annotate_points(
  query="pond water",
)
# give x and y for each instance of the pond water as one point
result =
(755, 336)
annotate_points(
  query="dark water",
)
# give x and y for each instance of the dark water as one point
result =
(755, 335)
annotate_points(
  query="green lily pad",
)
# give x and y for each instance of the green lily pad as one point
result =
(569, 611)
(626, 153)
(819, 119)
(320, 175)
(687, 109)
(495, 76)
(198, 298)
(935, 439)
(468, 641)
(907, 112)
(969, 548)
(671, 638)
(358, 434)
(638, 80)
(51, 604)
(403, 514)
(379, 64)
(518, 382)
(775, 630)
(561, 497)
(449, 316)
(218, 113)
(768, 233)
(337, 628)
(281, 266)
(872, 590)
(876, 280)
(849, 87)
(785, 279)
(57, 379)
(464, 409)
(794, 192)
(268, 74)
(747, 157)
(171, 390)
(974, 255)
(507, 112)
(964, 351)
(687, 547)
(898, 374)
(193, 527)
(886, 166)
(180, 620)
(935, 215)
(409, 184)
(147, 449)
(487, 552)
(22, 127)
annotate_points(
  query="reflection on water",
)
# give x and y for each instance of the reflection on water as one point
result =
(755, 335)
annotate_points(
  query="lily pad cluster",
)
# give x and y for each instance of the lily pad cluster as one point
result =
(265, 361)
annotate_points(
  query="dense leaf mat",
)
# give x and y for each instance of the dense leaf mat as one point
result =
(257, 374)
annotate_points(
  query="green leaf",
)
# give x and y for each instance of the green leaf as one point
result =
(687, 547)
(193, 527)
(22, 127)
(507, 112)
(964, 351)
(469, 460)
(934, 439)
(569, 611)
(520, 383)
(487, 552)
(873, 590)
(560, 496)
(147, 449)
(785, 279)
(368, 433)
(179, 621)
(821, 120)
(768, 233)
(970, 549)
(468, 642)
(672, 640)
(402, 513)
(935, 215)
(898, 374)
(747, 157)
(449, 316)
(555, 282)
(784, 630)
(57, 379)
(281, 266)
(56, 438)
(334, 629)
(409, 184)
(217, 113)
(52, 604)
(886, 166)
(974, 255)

_ _ _ _ _ _ _

◆ Task directions ◆
Retype the entries exactly, including every line.

◆ Response ◆
annotate_points(
  query="pond water",
)
# give x and y for each instance of the pond water as one point
result =
(755, 336)
annotate_points(
  query="dark water",
)
# give x and y for each instance of the dark water as one point
result =
(755, 335)
annotate_points(
  query="green lily pad",
)
# give x and y for each instance of the green lily pad as one point
result =
(569, 611)
(626, 153)
(819, 119)
(320, 175)
(687, 109)
(495, 76)
(198, 298)
(935, 439)
(468, 641)
(907, 112)
(969, 548)
(671, 638)
(358, 434)
(638, 80)
(51, 604)
(403, 514)
(379, 64)
(518, 382)
(775, 630)
(561, 497)
(449, 316)
(218, 113)
(768, 233)
(337, 628)
(281, 266)
(872, 590)
(876, 280)
(849, 87)
(785, 279)
(57, 379)
(464, 409)
(794, 192)
(268, 74)
(747, 157)
(171, 390)
(974, 255)
(507, 112)
(964, 351)
(687, 547)
(898, 374)
(193, 527)
(886, 166)
(180, 620)
(935, 215)
(409, 184)
(147, 449)
(487, 552)
(22, 127)
annotate_points(
  query="reflection on water",
)
# give x and y for each instance of the reflection on water as one point
result =
(755, 335)
annotate_points(
  query="lily pad cluster",
)
# give x and y for each instance of the lily pad cluster as one point
result =
(265, 361)
annotate_points(
  query="dense leaf mat",
)
# give x and y for each instance of the dense leaf mat as one point
result =
(257, 374)
annotate_points(
  query="green leaf",
)
# give x and y for each instance of the green leaf as one point
result =
(687, 547)
(193, 527)
(22, 127)
(507, 112)
(964, 351)
(469, 460)
(934, 439)
(569, 611)
(520, 383)
(487, 552)
(873, 590)
(560, 496)
(147, 449)
(785, 279)
(368, 433)
(179, 621)
(821, 120)
(768, 233)
(970, 549)
(468, 642)
(672, 640)
(402, 513)
(935, 215)
(898, 374)
(747, 157)
(449, 316)
(555, 282)
(784, 630)
(57, 379)
(281, 266)
(56, 438)
(334, 629)
(409, 184)
(217, 113)
(52, 604)
(886, 166)
(974, 255)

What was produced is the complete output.